* _Aim of the exercise_
Rewrite everything in the article on financial literacy from "He said recent" down to "in financial institutions.", with "greed" in place of "profiteering".

* _Excerpt to read_
━━━━━━━━━━━━━━━━

Johannesburg - Becoming financially literate is important in today's
world where financial institutions have turned into greedy monsters
chasing profits, Finance Minister Pravin Gordhan said.
He said recent events involving Barclays Bank in the UK
highlighted the importance of being financially literate and showed the
profiteering in financial institutions.
Gordhan was speaking at a conference on financial literacy in Pietermaritzburg on Tuesday,
"What it shows us, ladies and gentleman, is when we
talk about financial literacy in terms of what ordinary people and
members of our community need to be aware of and the skills they need to
learn... they need to be aware of the kind of world we are living in,"
"...financial institutions at the moment have turned
into really greedy monsters who want to chase profit at any cost. And
who don't want to get the right balance between earning profits and
making sure that they do it with the right set of ethics and morality,
and the right principles."
The conference was held by the KwaZulu-Natal Financial Literacy Association in Pietermaritzburg.
Part of the problem was the complexity of financial
products, Gordhan said. He questioned whether people selling the
products were explaining them properly.

━━━━━━━━━━━━━━━━

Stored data
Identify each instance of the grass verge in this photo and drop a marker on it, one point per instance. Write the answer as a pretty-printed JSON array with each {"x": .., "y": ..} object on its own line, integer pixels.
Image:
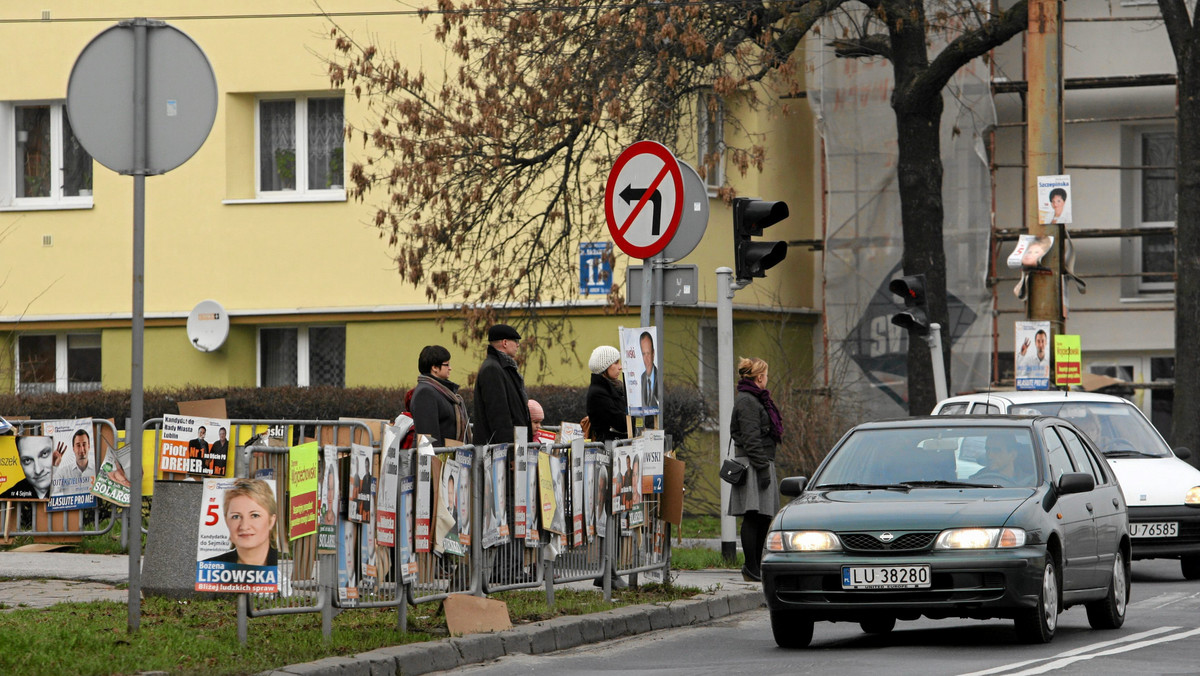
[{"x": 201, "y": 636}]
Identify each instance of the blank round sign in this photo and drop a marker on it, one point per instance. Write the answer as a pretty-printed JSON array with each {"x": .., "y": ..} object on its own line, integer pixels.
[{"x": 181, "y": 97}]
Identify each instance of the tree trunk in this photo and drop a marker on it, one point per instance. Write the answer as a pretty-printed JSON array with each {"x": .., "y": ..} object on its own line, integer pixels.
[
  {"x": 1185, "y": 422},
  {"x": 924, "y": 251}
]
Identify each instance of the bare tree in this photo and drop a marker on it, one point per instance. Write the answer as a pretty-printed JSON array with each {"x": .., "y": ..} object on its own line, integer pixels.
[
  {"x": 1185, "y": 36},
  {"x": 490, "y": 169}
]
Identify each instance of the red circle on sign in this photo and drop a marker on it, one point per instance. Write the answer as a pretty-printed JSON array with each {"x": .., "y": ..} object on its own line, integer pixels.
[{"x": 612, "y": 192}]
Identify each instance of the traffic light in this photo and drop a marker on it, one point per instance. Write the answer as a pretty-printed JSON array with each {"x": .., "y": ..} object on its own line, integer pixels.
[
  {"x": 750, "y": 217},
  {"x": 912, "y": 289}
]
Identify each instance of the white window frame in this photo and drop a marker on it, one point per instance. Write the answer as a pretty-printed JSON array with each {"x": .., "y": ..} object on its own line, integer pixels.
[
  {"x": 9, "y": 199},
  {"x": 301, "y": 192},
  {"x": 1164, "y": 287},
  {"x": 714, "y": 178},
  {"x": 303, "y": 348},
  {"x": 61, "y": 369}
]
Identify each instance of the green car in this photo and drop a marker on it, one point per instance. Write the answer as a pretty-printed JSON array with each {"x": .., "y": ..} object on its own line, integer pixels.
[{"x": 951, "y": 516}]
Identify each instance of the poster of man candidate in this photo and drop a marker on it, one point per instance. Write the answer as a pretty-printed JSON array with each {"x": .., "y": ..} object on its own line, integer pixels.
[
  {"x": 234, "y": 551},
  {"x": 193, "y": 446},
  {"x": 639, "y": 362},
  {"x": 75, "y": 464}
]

━━━━━━━━━━━━━━━━

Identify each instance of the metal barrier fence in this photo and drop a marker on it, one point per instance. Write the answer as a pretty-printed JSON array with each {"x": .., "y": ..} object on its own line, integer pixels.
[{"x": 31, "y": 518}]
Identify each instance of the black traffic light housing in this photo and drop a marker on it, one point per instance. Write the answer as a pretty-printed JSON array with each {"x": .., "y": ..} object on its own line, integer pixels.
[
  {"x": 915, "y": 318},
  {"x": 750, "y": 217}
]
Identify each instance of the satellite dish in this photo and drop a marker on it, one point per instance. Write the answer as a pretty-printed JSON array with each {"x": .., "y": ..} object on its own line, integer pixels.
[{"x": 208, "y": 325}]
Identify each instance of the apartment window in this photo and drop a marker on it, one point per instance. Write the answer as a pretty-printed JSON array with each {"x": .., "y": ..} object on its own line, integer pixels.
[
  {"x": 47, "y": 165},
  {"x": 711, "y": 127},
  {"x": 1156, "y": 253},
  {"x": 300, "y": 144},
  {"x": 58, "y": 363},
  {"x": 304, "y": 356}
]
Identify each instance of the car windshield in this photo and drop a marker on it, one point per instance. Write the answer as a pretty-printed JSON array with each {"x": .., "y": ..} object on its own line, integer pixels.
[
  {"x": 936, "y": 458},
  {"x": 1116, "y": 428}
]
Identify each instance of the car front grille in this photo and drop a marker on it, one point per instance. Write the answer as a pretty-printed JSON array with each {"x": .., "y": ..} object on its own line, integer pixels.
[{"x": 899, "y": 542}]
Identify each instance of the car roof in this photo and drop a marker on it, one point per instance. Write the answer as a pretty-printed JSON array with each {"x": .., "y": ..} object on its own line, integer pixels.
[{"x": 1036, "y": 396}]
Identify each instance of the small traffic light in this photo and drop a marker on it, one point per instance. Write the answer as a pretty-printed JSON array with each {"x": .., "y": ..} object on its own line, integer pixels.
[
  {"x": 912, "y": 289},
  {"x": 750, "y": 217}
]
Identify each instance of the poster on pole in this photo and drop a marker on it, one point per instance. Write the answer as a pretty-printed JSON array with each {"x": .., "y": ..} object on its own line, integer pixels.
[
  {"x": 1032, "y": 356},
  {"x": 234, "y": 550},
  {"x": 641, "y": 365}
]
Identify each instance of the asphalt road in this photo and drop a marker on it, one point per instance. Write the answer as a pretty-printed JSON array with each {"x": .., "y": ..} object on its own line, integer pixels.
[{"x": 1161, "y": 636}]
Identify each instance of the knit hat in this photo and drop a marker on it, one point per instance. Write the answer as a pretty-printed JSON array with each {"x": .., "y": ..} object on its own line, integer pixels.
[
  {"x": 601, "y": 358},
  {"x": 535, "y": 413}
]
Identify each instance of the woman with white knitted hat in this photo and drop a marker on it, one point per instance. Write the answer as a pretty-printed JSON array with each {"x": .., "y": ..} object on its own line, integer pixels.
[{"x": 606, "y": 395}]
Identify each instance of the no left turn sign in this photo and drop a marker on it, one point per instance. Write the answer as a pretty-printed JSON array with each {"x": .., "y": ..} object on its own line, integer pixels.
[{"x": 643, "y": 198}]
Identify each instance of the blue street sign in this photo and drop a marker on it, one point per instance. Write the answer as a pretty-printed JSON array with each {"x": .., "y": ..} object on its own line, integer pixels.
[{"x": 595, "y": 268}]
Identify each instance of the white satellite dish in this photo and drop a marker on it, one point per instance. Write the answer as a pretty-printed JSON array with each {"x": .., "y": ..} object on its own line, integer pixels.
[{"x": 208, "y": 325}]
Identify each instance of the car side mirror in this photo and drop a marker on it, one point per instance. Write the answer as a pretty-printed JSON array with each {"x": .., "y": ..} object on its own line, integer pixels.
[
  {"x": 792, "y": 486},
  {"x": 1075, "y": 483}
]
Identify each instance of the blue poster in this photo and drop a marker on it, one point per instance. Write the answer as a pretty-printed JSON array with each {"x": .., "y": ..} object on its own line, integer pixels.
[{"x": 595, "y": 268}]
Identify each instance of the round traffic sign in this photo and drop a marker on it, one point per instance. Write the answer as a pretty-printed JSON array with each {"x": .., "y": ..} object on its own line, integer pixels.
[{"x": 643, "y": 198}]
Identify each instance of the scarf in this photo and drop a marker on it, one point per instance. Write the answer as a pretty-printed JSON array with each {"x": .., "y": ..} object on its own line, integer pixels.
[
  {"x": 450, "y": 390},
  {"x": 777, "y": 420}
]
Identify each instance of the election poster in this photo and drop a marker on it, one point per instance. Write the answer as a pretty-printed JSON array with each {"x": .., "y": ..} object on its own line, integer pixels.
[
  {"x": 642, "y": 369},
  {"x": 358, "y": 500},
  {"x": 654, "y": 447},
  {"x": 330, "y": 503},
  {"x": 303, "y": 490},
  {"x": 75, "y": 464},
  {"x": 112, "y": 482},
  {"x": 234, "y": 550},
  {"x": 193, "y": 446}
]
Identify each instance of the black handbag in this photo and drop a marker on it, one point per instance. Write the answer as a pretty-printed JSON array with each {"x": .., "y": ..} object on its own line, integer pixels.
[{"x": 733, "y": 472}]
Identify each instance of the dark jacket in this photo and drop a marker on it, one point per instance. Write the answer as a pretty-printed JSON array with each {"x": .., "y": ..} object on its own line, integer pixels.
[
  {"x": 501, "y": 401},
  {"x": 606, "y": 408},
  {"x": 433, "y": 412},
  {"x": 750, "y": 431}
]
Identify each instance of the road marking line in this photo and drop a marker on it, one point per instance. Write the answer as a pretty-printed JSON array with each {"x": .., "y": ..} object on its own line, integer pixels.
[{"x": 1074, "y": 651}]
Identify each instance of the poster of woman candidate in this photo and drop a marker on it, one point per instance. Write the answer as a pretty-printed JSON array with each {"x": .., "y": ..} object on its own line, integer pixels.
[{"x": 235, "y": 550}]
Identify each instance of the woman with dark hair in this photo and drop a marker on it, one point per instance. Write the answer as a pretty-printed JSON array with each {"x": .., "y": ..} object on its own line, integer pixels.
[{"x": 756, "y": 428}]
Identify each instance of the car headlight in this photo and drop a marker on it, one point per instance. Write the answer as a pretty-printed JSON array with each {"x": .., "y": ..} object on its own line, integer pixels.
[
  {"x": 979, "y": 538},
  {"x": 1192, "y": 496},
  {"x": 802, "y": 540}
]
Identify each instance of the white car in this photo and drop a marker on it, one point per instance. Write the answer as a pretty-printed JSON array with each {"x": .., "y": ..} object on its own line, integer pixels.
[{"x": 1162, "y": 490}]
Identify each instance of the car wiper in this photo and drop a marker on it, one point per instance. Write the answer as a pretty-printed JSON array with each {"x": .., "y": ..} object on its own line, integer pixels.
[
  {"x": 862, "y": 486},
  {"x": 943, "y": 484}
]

━━━━━━━━━━━━━━━━

* _Answer for this exercise_
He said recent events involving Barclays Bank in the UK
highlighted the importance of being financially literate and showed the
greed in financial institutions.